(Task instructions): Render every line of the material below as a numbered list, skipping any blank lines.

##### Given records #####

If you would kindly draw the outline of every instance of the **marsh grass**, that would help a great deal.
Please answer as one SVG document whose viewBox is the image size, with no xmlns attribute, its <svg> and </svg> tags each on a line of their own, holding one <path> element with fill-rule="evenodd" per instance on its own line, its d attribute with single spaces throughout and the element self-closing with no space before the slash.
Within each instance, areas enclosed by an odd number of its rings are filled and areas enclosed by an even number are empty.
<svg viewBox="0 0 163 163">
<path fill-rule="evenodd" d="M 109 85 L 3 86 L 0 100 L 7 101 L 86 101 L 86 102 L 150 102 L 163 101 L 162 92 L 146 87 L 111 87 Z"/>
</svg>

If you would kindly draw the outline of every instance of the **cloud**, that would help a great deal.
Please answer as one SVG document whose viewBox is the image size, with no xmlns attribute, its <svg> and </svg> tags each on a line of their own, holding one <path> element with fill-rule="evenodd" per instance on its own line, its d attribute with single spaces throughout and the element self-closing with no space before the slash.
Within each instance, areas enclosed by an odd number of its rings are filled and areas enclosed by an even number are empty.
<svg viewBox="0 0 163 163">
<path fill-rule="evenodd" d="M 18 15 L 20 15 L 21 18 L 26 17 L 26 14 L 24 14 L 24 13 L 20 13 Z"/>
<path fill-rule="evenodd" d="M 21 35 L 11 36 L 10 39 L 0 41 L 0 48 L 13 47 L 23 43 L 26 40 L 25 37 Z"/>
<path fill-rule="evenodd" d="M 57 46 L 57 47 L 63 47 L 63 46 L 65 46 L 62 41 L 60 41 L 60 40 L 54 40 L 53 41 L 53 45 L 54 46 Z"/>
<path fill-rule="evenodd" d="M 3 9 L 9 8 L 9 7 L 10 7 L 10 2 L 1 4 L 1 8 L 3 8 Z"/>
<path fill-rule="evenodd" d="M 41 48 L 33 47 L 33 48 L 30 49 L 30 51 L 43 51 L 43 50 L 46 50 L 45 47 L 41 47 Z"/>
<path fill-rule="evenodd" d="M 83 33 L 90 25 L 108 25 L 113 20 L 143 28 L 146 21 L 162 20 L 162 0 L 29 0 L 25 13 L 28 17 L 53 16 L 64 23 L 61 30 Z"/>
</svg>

#####

(Worked answer):
1. If you would kindly draw the outline of every instance of the **marsh grass**, that would help a great deal.
2. Please answer as one SVG document whose viewBox is the image size, with no xmlns attribute, its <svg> and </svg> tags each on a line of their own, holding one <path> element with fill-rule="evenodd" per instance on its own line, its d attribute with single spaces throughout and the element self-closing with no space before the slash.
3. Within each instance, areas enclosed by an odd number of its rings are filled and areas enclosed by an even number are empty.
4. <svg viewBox="0 0 163 163">
5. <path fill-rule="evenodd" d="M 109 85 L 3 86 L 0 100 L 7 101 L 86 101 L 86 102 L 150 102 L 163 101 L 162 92 L 146 87 L 111 87 Z"/>
6. </svg>
7. If you would kindly draw the outline of every instance of the **cloud**, that would help a great deal.
8. Please answer as one SVG document whose viewBox is the image size, with no xmlns attribute, its <svg> and </svg> tags each on a line of their own, holding one <path> element with fill-rule="evenodd" per instance on its own line, its d attribute with single spaces throughout and the element self-closing with no space before the slash.
9. Within each instance, areas enclosed by an odd number of its rings are filled and areas enclosed by an even number are empty.
10. <svg viewBox="0 0 163 163">
11. <path fill-rule="evenodd" d="M 18 15 L 20 15 L 21 18 L 26 17 L 26 14 L 24 14 L 24 13 L 20 13 Z"/>
12. <path fill-rule="evenodd" d="M 21 35 L 11 36 L 10 39 L 0 41 L 0 48 L 13 47 L 23 43 L 26 40 L 25 37 Z"/>
13. <path fill-rule="evenodd" d="M 57 46 L 57 47 L 63 47 L 63 46 L 65 46 L 62 41 L 60 41 L 60 40 L 54 40 L 53 41 L 53 45 L 54 46 Z"/>
14. <path fill-rule="evenodd" d="M 3 9 L 9 8 L 9 7 L 10 7 L 10 2 L 1 4 L 1 8 L 3 8 Z"/>
15. <path fill-rule="evenodd" d="M 41 48 L 33 47 L 33 48 L 30 49 L 30 51 L 43 51 L 43 50 L 46 50 L 45 47 L 41 47 Z"/>
16. <path fill-rule="evenodd" d="M 83 33 L 90 25 L 108 25 L 113 20 L 143 28 L 146 21 L 162 20 L 162 0 L 29 0 L 25 13 L 28 17 L 53 16 L 64 23 L 61 30 Z"/>
17. </svg>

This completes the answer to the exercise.